A precise description of a programming language is a prerequisite for its implementation and for its use. This document is such a description for Nex: a formal account of both the grammar and the meaning of the language.
A language description can take many forms. The most common is the reference manual: a careful narrative of what each construction does, usually backed by a grammar in Backus–Naur form. That is enough for many purposes, and Nex has such a manual. But a reference manual is ill-suited to the reader who must implement the language, who wishes to state laws for the equivalence of programs, or who wants to reason about a program with mathematical rigour. For those readers a different kind of document is needed, in which the meaning of a program is not described but defined.
This Definition aims to be that document. It does not replace the tutorial or the reference; it underwrites them. Where the tutorial says what a construct is for, the Definition says what it is.
1.1Nex
Nex is a small object-oriented language with first-class functions, designed to keep the discipline of software engineering visible in ordinary code. It draws its structural vocabulary—classes, features, inheritance, and contracts—from Eiffel; its conviction that a small, regular core scales further than a large feature set from Scheme; the discipline of static, soundness-minded typing—checked before a program runs and set down, like this Definition, in inference rules—from ML; and its concurrency model—lightweight tasks communicating over channels—from CSP and its descendants. What Nex takes from ML is this discipline, not the type algebra of ML proper: the type structure itself—nominal classes related by inheritance and conformance, with bounded generics—is Eiffel's, and Nex has neither Hindley–Milner inference nor structural typing.
Four commitments shape the language, and the tension between them gives it its character.
- Correctness is part of ordinary programming. Preconditions, postconditions, and class invariants are written in the program itself, checked as it runs, and reported by name when they fail. They are not a separate proof obligation in another file; they are Design by Contract, carried forward from Eiffel.

***

Problem requirements
Copy out the passage from the Nex language definition text, from "A language description" up to and including "what it is.", word for word.

***

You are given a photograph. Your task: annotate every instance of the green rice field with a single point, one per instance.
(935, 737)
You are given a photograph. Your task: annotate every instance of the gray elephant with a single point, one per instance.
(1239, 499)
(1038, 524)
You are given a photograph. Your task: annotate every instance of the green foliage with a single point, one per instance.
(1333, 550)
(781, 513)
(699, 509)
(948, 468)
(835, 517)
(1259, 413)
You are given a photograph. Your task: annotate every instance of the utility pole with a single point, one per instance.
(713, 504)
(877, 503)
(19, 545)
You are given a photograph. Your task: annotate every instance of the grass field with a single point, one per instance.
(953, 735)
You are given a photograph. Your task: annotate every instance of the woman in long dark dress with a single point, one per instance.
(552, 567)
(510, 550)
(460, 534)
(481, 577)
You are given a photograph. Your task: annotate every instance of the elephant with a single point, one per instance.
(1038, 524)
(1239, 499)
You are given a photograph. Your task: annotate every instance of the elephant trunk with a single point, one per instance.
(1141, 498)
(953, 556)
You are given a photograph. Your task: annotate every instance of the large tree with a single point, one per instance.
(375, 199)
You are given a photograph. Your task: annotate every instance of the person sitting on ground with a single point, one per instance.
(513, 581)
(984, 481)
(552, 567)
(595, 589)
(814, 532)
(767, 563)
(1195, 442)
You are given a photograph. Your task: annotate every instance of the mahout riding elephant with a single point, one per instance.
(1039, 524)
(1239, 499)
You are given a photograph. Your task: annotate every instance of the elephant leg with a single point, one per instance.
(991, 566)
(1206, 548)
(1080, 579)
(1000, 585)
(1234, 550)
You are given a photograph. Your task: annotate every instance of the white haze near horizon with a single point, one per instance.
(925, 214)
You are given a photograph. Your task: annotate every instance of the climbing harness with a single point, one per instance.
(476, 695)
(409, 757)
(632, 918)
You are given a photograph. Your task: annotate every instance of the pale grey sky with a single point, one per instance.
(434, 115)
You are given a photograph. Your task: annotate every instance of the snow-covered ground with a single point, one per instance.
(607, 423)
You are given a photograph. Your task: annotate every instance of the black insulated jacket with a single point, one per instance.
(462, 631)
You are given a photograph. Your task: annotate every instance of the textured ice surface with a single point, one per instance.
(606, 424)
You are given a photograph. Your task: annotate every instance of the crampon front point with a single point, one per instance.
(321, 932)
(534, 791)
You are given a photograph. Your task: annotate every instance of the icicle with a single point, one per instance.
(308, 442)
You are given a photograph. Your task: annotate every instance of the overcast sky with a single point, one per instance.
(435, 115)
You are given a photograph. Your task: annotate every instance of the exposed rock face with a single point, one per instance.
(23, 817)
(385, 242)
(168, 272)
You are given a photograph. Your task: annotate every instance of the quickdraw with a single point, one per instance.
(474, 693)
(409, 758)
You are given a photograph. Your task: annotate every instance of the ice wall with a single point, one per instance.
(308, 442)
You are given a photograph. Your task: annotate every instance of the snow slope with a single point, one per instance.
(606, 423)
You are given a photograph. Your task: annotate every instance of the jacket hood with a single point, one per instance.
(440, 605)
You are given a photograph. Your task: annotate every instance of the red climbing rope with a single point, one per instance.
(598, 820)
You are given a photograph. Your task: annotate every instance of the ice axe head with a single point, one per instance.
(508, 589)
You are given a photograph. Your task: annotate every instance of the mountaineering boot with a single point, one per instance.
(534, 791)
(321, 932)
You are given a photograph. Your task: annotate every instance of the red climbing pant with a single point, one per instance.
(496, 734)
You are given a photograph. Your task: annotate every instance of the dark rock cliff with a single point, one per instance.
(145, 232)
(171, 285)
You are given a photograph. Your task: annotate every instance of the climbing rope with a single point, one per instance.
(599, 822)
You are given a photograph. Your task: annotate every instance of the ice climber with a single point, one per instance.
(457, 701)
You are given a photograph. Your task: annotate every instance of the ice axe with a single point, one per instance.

***

Complete response
A language description can take many forms. The most common is the reference manual: a careful narrative of what each construction does, usually backed by a grammar in Backus–Naur form. That is enough for many purposes, and Nex has such a manual. But a reference manual is ill-suited to the reader who must implement the language, who wishes to state laws for the equivalence of programs, or who wants to reason about a program with mathematical rigour. For those readers a different kind of document is needed, in which the meaning of a program is not described but defined.
This Definition aims to be that document. It does not replace the tutorial or the reference; it underwrites them. Where the tutorial says what a construct is for, the Definition says what it is.